* PROBLEM STATEMENT: Reproduce, character for character, the lines of the material below, from the line containing "Reviewer note: every instance of the flower reflection" up to and including the line containing "pixel 195 207".

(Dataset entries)
"""
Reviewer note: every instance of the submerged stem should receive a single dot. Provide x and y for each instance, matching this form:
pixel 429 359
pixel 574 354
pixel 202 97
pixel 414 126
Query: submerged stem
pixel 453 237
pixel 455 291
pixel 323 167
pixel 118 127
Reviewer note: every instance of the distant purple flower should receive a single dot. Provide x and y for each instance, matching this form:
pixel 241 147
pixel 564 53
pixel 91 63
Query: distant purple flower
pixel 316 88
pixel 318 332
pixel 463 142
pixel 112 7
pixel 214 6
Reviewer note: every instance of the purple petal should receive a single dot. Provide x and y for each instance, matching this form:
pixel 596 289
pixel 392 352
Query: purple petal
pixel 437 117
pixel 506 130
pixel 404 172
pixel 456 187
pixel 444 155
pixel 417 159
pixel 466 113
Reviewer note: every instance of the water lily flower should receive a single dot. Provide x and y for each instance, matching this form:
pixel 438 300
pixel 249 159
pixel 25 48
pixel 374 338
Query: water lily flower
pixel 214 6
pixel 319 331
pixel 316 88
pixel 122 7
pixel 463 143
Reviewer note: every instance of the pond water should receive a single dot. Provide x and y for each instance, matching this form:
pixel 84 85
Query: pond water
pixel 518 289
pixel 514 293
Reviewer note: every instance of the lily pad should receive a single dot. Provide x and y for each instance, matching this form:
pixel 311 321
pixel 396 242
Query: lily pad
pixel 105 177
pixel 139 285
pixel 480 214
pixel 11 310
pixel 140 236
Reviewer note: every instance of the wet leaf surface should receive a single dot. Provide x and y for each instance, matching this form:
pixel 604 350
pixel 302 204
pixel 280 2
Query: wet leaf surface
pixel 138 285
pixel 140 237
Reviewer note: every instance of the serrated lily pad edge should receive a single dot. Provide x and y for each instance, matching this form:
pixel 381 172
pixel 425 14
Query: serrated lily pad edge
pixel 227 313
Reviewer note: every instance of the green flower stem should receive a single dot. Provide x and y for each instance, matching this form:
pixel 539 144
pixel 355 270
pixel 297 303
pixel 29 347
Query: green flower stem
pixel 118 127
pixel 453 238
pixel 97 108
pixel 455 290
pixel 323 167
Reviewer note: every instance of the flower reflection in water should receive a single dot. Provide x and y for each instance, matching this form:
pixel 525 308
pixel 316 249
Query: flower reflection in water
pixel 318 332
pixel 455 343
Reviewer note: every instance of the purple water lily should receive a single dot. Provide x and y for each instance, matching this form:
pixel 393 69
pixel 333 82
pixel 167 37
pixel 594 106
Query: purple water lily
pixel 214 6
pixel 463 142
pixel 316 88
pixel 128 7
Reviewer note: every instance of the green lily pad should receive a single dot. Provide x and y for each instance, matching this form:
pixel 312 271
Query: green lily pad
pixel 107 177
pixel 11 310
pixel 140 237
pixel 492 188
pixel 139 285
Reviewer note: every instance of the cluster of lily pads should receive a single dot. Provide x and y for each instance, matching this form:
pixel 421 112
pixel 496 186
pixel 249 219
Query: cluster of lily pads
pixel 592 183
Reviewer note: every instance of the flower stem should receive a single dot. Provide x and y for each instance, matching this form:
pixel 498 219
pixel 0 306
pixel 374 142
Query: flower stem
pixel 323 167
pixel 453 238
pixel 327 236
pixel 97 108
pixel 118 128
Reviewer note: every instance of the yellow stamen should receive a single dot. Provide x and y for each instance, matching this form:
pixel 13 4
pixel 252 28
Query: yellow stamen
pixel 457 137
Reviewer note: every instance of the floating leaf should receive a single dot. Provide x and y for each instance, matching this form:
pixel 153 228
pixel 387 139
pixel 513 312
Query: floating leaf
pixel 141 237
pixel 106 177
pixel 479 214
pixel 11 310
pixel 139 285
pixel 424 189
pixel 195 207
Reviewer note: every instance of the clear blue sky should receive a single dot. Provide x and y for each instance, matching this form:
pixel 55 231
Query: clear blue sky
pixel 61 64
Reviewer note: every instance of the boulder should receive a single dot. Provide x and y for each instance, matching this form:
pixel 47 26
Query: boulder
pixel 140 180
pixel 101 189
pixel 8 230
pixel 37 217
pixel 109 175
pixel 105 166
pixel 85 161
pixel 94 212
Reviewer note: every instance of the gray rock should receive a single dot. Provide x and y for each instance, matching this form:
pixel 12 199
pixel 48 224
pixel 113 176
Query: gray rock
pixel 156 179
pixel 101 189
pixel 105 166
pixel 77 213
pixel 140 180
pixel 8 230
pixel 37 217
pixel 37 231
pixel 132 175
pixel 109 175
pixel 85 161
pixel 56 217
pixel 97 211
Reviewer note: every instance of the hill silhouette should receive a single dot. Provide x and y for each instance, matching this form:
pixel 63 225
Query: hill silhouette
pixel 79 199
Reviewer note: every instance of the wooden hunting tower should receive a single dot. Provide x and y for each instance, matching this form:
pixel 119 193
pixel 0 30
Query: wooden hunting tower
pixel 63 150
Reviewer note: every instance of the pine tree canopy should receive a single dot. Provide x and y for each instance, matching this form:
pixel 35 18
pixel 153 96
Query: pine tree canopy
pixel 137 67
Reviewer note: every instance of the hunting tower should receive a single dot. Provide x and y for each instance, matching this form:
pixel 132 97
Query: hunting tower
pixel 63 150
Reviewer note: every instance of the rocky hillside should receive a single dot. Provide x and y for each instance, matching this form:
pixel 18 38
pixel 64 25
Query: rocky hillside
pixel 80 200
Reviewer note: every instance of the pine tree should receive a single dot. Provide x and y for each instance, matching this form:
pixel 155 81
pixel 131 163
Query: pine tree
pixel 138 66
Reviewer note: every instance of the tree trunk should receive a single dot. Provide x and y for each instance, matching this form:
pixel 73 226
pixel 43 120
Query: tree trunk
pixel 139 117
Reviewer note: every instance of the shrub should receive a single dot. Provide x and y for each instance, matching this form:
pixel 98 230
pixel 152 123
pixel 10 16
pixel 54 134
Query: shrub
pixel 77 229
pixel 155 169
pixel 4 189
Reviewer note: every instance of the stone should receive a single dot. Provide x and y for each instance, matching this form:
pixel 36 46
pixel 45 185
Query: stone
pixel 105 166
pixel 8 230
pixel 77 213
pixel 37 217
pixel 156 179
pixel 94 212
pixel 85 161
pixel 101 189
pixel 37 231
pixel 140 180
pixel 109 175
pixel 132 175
"""
* RESPONSE:
Reviewer note: every instance of the flower reflection in water should receive a single dot. Provide x and y for each instance, matching this form:
pixel 525 308
pixel 316 249
Query: flower reflection in water
pixel 318 332
pixel 455 343
Reviewer note: every instance of the purple water lily should receive a single dot. Provide x and y for each instance, matching this form:
pixel 393 69
pixel 333 82
pixel 167 37
pixel 594 106
Query: purple water lily
pixel 214 6
pixel 463 142
pixel 316 88
pixel 128 7
Reviewer note: every instance of the green lily pad should receive a single dot. Provide x and y for each instance, matching this form:
pixel 312 271
Query: green lily pad
pixel 107 177
pixel 11 310
pixel 140 237
pixel 492 188
pixel 139 285
Reviewer note: every instance of the cluster of lily pads should receive a single dot. Provide x and y for each instance, matching this form:
pixel 421 112
pixel 496 186
pixel 249 219
Query: cluster of lily pads
pixel 592 183
Reviewer note: every instance of the flower stem should receive a single dot. Provide x and y for each instance, matching this form:
pixel 498 219
pixel 0 306
pixel 374 142
Query: flower stem
pixel 323 167
pixel 453 238
pixel 327 236
pixel 97 108
pixel 118 128
Reviewer note: every instance of the yellow stamen should receive a single dot. Provide x and y for each instance, matching this form:
pixel 13 4
pixel 252 28
Query: yellow stamen
pixel 457 137
Reviewer note: every instance of the floating leaf should receive a single dot. Provide x and y for each instance, matching this form:
pixel 153 228
pixel 387 139
pixel 513 312
Query: floating leaf
pixel 141 237
pixel 106 177
pixel 479 214
pixel 11 310
pixel 139 285
pixel 424 189
pixel 195 207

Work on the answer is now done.